■ ACTION ITEM ■
Edit the material from its start through the line with "box: [0, 107, 193, 150]", replacing "rough mask" with "coarse mask" and changing nothing else. Return only those lines.

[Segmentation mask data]
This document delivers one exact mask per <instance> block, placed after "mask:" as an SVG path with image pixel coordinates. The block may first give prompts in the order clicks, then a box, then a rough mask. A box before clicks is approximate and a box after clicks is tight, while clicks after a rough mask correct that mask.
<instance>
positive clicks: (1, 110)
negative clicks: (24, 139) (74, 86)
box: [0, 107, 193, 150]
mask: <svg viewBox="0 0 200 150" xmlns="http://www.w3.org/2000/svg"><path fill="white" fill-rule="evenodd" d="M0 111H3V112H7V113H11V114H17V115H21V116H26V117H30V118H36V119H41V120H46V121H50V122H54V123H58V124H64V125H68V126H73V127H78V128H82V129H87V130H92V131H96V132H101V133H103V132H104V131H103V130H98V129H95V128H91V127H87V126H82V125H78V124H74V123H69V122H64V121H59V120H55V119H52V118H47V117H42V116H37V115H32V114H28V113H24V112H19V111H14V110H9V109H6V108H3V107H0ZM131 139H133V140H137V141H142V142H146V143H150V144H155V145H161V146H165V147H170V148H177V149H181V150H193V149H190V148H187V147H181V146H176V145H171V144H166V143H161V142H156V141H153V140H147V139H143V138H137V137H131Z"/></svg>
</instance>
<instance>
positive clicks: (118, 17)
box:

■ THE COMPLETED TASK ■
This document delivers one exact mask per <instance> block, placed after "mask:" as an SVG path with image pixel coordinates. The block may first give prompts in the order clicks, then a box, then a coarse mask. A box before clicks is approximate and a box after clicks is tight, while clicks after a coarse mask correct that mask.
<instance>
positive clicks: (1, 110)
negative clicks: (24, 139) (74, 86)
box: [0, 107, 193, 150]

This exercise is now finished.